■ What the task asks
The response should be the records below, repeated exactly, with each picture left out.

■ Records for the exercise
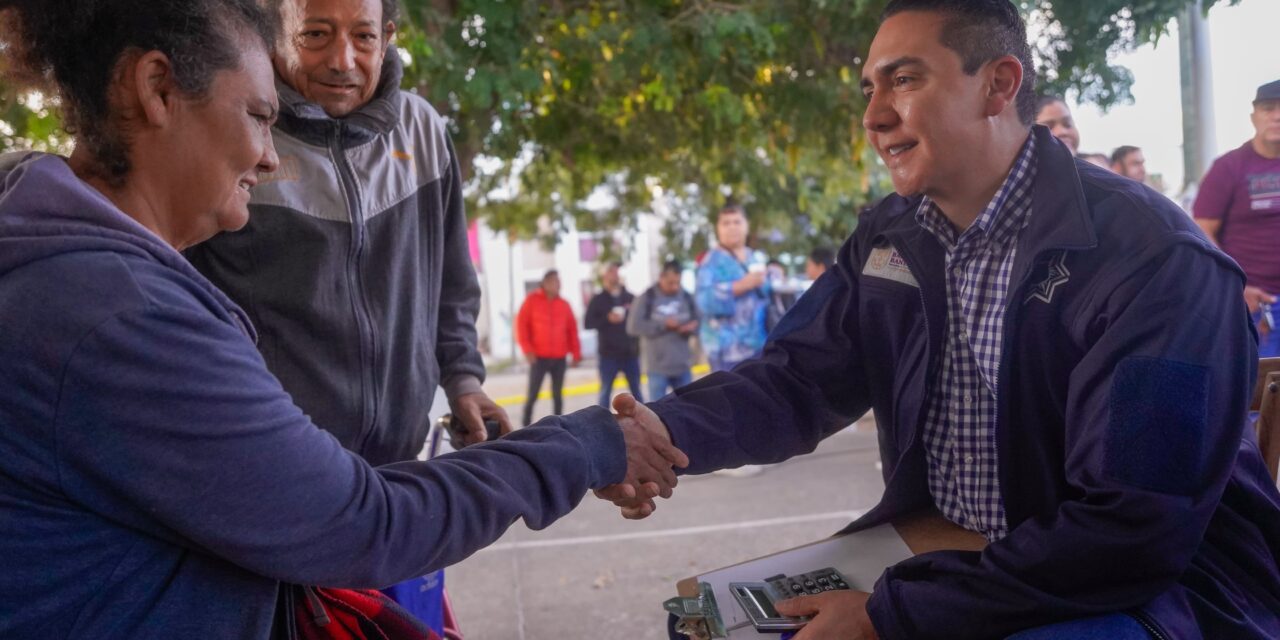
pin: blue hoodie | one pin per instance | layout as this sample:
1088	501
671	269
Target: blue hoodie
1129	480
155	479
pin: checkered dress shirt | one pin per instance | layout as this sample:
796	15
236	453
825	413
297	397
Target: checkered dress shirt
959	430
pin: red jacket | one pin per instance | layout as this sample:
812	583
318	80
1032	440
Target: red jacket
547	328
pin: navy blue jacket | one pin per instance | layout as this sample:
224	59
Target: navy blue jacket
155	479
1129	479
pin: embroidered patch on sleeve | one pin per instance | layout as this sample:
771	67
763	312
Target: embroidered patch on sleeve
888	264
1156	432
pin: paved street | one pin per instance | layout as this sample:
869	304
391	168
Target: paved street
594	575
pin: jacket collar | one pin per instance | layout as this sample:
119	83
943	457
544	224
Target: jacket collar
1060	214
305	119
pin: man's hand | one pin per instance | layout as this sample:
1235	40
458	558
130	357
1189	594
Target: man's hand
471	410
1253	296
835	615
650	457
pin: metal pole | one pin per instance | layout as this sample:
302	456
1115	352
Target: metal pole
1200	140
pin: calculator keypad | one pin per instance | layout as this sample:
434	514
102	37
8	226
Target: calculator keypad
809	584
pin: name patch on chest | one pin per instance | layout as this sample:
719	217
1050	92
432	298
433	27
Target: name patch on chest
887	263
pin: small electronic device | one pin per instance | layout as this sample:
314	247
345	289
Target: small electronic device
457	434
758	598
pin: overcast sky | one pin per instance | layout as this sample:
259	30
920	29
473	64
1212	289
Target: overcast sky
1242	40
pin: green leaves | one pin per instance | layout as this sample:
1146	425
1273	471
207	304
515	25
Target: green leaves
696	100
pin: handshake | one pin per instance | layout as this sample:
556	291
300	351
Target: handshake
650	460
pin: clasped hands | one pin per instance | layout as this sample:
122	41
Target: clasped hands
650	460
650	474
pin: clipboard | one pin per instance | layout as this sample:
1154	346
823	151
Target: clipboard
707	608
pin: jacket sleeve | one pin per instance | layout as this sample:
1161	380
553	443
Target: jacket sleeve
714	296
461	365
640	321
597	314
574	346
809	383
1155	414
170	424
524	327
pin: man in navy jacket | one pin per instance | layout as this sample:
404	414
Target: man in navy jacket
1055	356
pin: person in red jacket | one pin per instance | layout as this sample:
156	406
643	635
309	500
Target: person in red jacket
547	332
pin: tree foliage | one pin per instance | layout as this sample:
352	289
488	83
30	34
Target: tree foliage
590	110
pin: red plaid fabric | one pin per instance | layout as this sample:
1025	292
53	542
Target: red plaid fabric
353	615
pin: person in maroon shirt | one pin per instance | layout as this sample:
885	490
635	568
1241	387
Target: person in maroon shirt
1238	208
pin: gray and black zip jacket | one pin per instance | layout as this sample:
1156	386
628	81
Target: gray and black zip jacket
355	268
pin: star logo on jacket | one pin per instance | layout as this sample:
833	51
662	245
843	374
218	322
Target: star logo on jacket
1057	275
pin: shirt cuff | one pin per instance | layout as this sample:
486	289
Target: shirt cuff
461	385
598	432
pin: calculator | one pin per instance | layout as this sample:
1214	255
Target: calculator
757	599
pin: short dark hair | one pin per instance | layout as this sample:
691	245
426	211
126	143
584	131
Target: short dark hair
1121	152
1041	103
391	10
981	31
76	46
823	256
731	208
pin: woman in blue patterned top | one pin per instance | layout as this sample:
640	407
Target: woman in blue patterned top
732	293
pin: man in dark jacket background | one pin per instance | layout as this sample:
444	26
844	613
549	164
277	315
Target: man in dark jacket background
1057	360
607	315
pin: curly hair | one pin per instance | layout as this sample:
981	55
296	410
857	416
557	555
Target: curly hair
76	46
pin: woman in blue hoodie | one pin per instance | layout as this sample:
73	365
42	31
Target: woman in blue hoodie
155	480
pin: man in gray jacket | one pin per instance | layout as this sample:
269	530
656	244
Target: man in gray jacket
355	265
663	318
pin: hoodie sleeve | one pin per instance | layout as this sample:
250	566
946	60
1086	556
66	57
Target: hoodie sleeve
170	424
1155	415
461	365
807	384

■ Answer section
pin: blue hoodie | one pin per instance | layout as this sample:
1088	501
671	269
Target: blue hoodie
1129	480
155	479
pin: checkered dress shirt | one pin per instance | layout as this sample:
796	15
236	453
825	413
297	397
Target: checkered dress shirt
959	430
pin: red jacket | one pin per instance | layout as this sample:
812	583
318	80
1032	440
Target: red jacket
547	328
pin: navy blue jacket | one pin per instance | layout as this sample:
224	59
Target: navy blue jacket
155	479
1129	479
pin: embroidered patch on sleeve | one pin per instance | layout as this sample:
771	67
763	312
Target: embroidered patch on sleeve
888	264
1156	432
pin: paved street | one pin per instance | layout as this sample:
869	304
391	168
Target: paved street
594	575
pin: jacket collar | one pin per instance | layout as this sample:
119	83
943	457
544	224
Target: jacket collar
1060	214
305	119
pin: man's hand | one pin per instance | layout as this sample:
1235	40
458	558
130	357
1189	594
Target: man's hand
471	410
1253	296
835	615
650	457
pin: metal pole | one pin per instance | layout as this sample:
302	456
1115	352
Target: metal pole
1200	140
pin: calculator keypad | one pin per instance | layout as this sample:
434	514
102	37
8	226
Target: calculator keypad
809	584
pin: name patch on chest | one pin per instance | layout as this sample:
719	217
1050	92
432	298
433	27
Target: name patch on chest
887	263
pin: small electronic device | one pin per instance | layout as this sample:
314	247
345	289
Target: small electronic device
457	434
758	598
pin: overcast sky | one pin per instance | layout as this sample:
259	30
920	29
473	64
1212	289
Target: overcast sky
1242	40
pin: green leaves | one pin per instance | layout as this sample:
1146	425
1273	471
207	304
515	25
Target: green leaves
696	100
pin: handshake | one pin per instance | layout as this sample:
556	291
300	351
Target: handshake
650	460
pin: clasped hands | one pin per instance | layout as this sample:
122	41
Target: clasped hands
650	460
650	474
pin: clipboard | one pin per instance | layout as this sample:
1154	346
823	151
Target: clipboard
707	608
pin: jacket sleeve | one pin per instance | layout as this sample:
1161	380
553	443
Target: jacket sleeve
714	296
461	365
640	321
597	314
574	346
809	383
1155	414
170	424
524	327
pin: man in navy jacket | one pin per instance | layout as this sample:
404	414
Target: man in navy jacket
1055	356
pin: person in red jacket | one pin per instance | layout as this sample:
156	406
643	635
309	500
Target: person in red jacket
547	332
pin: tree foliage | one pin per instance | layout as this sample:
352	289
488	83
30	34
Target: tree foliage
590	110
pin: red plaid fabric | one pin per instance | layout as this sample:
1025	292
53	542
Target: red plaid fabric
353	615
pin: person in maroon shirt | one pin per instance | layout as this sample:
885	490
635	568
1241	387
Target: person in maroon shirt
1238	208
pin: gray and black zip jacket | one pin per instance | layout as this sample:
1156	386
628	81
Target: gray and black zip jacket
355	268
pin: star logo on jacket | one pin per instance | layout as this sample:
833	51
662	245
843	374
218	322
Target: star logo on jacket
1057	275
pin: shirt cuff | one pin per instance | layout as this sample:
486	289
Target: shirt cuff
461	385
598	432
pin: calculator | one pin per instance | layout as this sample:
1214	255
Target: calculator
757	599
pin: short dark hair | one pin per instance | layout as this sample:
691	245
426	211
126	143
584	131
Target: short dark hair
1121	152
1041	103
391	10
981	31
76	46
823	256
731	208
pin: woman in blue patterned top | one pin per instance | layout as this sample:
640	407
Target: woman in blue patterned top
732	293
pin: man in dark jacket background | one pin per instance | layout as this sample:
444	26
844	613
549	164
277	315
Target: man in dark jacket background
1057	360
607	315
pin: curly hair | one pin per instance | layout as this sample:
981	55
296	410
857	416
557	555
Target: curly hair
76	46
pin: woman in blue hoodie | one pin per instance | layout as this sample:
73	365
42	31
Target: woman in blue hoodie
155	480
pin: man in gray jacket | one pin per instance | layout as this sample:
269	530
656	244
Target: man in gray jacket
355	265
663	318
pin: hoodie sleeve | one pin per instance | layout as this sample:
250	566
946	60
1086	556
66	57
Target: hoodie sleeve
170	424
1155	415
461	365
807	384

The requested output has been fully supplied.